**OPDRACHT A**: Waarom staken de reizigers in het reisverslag hieronder de rivier niet via de brug over? Geef beide redenen die het reisverslag noemt.

········

De volgende dag wilde wij de Blue Lagoon bezichtigen aan de overkant van de rivier, maar toen wij bij de brug aankwamen stond ons twee dingen tegen. Ten eerste moesten wij betalen om de brug over te mogen en waren de kosten voor buitenlanders 400 keer hoger dan die voor lokalen! En ten tweede was er een bordje die aangaf dat maar maximaal 3,5 ton de brug op mocht. Twee, voor ons, goede reden om niet over de brug te gaan, maar een route door de rivier te zoeken. Wij zette de auto langs de weg en gingen op zoek naar een goede plek om met de auto de oversteek te maken. Er was een pad te zien waar meerdere auto's hadden gereden en toen Roger het hele traject had gelopen en overtuigd was dat het kon, haalde hij de auto en reed de rivier in. Alleen aan de overkant werd het een beetje diep en dus ook spannend, maar in principe reed Roger zonder problemen naar de overkant. Op de terrassen van de vele resorts stonden hordes vakantiegangers te kijken wat wij deden en overal zagen wij de spiegelreflex camera's tevoorschijn komen en ons in het visier nemen. Wat waren wij trots op onze auto!
Wij reden door naar de Blue Lagoon waar een mooie grot te zien was en een blauwe Lagoon, om in te zwemmen. Het zou een perfecte overnachtingsplek zijn, maar wij wilde een nacht aan het de rivier camperen, aan de overkant van Vang Vieng. Wij hadden vanaf onze guesthouse gezien dat er een strandje was (N 18° 55.404, E 102° 26.694). Wij zetten de auto op het strandje neer en Roger ging gelijk hout sprokkelen voor een campvuurtje. Wij keken uit op de resorts en de mensen in de resorts keken uit op ons campeeradvontuurtje. Voor dat het donker was hadden wij een mooi vuurtje branden en maakte ik de kip klaar voor op de bbq. Het was lang geleden dat wij zo hadden gestaan.
Het eerste wat wij de volgende ochtend moesten doen, was weer de rivier oversteken. Ook nu zaten genoeg mensen vanaf het terras en hen ontbijt, mee te kijken naar hoe wij dat deden. Deze keer liep ik voor, de rivier over, en keek of alles nog goed te doen was. Roger reed opnieuw zonder moeite naar de overkant. Wij waste onszelf in de rivier en reden naar de hoofdweg om onze weg naar het noorden te vervolgen.
Phonsavan:
Voordat wij helemaal naar het noorden wilden gaan hadden wij nog een uitstapje in het oosten op de agenda; Phonsavan. Phonsavan staat bekend om zijn vele 'plain of jars', velden vol mysterieuze gigantische potten. Niemand weet echt wat ze er doen en waarom ze er zijn. Een van de theorieën is dat het graven zijn, maar dat is een van de vele mogelijkheden.
De weg naar Phonsavan is prachtig en een genot voor het oog om te rijden. Je stijgt eigenlijk vrijwel gelijk de bergen in en het meerendeel van de weg rijdt je een bochtige weg naar de afslag richting het oosten. Vervolgens rijd je langzaam de bergen weer uit en eindig je in de vlaktes rondom Phonsavan.

········

**OPDRACHT B**: Schrijf uit de lijst de regels over vanaf de regel met "Target: man in gray jacket" tot en met het einde van de lijst, beide grenzen inbegrepen.

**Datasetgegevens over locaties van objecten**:

········

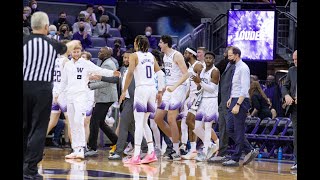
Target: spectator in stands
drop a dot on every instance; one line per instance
(117, 51)
(152, 40)
(83, 36)
(259, 101)
(34, 6)
(64, 32)
(62, 20)
(90, 16)
(53, 32)
(200, 54)
(273, 92)
(102, 28)
(101, 11)
(27, 17)
(81, 19)
(289, 92)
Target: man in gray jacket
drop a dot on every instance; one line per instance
(105, 95)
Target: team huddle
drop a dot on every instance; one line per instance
(186, 91)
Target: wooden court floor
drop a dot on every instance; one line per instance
(54, 166)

········

**ANTWOORD A**: Voor de brug moest betaald worden, en buitenlanders betaalden 400 keer meer dan lokalen. Bovendien gaf een bordje aan dat er maximaal 3,5 ton de brug op mocht.

**ANTWOORD B**:
Target: man in gray jacket
drop a dot on every instance; one line per instance
(105, 95)
Target: team huddle
drop a dot on every instance; one line per instance
(186, 91)
Target: wooden court floor
drop a dot on every instance; one line per instance
(54, 166)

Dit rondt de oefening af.